▶ _AIM_: Show every line from the records below that contains the word "soccer", copying each such line in full.

▶ _EXERCISE INPUTS_:
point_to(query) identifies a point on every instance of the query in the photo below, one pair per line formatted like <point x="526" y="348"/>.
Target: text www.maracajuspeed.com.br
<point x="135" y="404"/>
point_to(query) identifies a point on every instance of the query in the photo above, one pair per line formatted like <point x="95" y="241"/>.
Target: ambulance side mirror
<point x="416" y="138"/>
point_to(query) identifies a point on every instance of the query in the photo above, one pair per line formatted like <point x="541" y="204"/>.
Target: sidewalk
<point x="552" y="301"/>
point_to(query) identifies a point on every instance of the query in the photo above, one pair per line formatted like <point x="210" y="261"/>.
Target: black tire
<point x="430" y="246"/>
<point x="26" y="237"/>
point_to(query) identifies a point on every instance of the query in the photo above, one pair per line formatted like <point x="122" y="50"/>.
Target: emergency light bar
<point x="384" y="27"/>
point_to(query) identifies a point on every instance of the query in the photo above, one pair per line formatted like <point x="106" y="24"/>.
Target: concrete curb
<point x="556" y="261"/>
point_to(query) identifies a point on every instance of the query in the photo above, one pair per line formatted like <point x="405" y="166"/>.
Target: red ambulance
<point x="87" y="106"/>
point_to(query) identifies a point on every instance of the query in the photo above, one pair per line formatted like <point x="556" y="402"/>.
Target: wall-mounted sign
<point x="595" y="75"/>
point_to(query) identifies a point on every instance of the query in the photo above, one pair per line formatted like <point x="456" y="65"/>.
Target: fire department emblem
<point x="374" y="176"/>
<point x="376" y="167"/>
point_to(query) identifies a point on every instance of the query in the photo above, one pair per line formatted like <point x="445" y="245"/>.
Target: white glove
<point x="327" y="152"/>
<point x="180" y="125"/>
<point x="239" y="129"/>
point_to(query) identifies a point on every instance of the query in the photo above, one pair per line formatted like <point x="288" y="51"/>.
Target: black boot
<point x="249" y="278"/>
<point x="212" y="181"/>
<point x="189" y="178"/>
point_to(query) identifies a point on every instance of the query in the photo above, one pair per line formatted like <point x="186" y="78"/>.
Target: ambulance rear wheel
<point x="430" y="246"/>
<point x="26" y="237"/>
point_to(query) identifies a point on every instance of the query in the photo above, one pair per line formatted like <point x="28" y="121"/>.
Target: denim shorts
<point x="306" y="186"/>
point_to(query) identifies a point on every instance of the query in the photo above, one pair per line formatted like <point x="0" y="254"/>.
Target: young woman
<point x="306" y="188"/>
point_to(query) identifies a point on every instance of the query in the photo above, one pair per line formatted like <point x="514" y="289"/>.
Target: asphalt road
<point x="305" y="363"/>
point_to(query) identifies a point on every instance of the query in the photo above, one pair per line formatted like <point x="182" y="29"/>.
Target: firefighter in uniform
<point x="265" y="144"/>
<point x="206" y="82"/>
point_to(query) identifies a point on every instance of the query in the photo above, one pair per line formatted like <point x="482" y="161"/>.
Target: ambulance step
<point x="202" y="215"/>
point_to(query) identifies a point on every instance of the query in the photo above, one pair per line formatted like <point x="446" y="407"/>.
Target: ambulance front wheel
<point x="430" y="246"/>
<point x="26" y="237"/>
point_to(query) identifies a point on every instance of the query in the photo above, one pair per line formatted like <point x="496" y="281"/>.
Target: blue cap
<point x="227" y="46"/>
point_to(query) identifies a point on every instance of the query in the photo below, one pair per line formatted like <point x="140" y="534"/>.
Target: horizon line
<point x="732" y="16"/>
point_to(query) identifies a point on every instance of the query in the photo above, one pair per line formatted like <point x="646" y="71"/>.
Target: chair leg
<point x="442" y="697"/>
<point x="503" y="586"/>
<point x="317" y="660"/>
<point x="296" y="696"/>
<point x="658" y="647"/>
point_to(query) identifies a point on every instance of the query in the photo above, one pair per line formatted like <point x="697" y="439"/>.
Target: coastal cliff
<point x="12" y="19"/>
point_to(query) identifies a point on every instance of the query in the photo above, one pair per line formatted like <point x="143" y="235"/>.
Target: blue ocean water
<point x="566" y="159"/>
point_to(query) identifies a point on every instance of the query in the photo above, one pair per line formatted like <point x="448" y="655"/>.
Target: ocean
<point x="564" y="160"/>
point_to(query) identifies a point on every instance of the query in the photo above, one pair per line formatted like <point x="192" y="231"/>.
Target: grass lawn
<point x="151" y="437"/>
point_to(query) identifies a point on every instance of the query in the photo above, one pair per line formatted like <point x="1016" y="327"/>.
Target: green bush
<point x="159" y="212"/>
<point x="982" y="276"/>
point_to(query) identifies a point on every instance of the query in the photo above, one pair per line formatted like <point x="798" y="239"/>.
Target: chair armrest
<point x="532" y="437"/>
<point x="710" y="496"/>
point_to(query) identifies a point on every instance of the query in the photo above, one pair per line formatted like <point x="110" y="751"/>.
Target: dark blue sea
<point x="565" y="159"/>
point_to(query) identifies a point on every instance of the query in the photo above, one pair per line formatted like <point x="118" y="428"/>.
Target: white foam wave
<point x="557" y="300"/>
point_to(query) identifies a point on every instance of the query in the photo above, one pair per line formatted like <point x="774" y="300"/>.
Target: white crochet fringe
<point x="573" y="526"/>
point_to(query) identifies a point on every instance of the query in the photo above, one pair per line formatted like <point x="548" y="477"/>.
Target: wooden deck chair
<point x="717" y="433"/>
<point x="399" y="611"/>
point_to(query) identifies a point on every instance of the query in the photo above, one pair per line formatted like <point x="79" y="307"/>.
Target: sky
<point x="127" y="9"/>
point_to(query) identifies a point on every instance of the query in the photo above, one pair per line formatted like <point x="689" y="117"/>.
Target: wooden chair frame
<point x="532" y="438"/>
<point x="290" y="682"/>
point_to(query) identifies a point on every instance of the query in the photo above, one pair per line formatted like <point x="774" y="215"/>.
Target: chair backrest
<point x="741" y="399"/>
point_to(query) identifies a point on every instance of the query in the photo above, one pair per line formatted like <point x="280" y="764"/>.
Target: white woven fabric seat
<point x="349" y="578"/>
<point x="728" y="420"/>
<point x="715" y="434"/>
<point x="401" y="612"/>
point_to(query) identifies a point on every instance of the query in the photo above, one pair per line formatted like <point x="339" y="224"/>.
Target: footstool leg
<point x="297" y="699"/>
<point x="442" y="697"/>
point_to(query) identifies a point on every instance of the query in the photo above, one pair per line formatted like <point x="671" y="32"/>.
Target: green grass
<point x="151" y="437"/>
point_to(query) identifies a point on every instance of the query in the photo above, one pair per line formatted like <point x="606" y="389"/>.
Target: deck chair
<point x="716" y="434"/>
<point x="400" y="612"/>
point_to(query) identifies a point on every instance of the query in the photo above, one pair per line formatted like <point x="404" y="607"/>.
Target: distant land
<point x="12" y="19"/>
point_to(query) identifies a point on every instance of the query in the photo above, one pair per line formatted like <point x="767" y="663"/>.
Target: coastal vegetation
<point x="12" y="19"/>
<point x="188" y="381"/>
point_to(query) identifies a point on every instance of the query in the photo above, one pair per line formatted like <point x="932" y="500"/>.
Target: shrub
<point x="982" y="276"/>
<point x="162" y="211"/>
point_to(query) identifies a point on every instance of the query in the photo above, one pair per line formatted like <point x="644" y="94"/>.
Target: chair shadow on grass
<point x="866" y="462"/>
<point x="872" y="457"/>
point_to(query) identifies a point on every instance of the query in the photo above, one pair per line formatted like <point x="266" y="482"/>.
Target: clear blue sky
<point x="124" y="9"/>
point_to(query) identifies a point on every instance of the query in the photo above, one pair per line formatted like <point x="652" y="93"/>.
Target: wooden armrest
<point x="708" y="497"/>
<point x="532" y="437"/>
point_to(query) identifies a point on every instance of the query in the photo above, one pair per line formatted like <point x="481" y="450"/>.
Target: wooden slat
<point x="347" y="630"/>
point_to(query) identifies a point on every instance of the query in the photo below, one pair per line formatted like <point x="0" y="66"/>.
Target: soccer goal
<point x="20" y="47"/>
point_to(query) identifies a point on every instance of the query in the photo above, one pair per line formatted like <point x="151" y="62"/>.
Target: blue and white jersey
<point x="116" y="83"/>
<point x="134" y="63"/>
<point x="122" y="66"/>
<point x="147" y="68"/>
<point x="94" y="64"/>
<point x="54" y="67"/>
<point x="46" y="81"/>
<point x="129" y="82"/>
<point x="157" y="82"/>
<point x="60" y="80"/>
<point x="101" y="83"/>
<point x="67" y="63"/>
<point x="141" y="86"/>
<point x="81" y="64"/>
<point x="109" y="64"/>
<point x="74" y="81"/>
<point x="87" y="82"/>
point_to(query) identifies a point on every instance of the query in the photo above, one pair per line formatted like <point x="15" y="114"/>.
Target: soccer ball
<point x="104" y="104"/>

▶ _WRITTEN RESPONSE_:
Target: soccer goal
Target: soccer ball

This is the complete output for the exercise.